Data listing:
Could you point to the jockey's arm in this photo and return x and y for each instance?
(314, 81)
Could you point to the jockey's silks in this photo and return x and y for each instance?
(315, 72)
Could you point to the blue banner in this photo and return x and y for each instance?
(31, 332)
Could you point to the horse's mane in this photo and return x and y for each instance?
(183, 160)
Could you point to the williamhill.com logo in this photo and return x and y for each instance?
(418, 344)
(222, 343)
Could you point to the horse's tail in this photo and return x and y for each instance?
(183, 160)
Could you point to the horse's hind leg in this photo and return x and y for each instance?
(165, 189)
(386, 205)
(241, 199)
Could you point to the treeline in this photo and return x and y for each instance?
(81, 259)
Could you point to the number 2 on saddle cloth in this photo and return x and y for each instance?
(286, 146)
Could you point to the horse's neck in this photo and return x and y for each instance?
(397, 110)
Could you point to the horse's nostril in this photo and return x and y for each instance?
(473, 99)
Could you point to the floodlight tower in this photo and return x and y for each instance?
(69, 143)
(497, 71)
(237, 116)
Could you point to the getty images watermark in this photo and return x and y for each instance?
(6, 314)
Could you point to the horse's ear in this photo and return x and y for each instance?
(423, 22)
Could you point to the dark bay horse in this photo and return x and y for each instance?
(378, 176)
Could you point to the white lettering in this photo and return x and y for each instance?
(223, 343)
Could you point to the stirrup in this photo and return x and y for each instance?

Goal - Format the lines from the one containing "Could you point to the white" through the end of the material as a JSON list of strings, one string per line, with blank lines left out.

Answer for this exercise -
[
  "Could you point to the white lettering in this photo and return x and y for each instance?",
  "(223, 343)",
  "Could you point to the stirrup in this photo and return x and y for each instance?"
]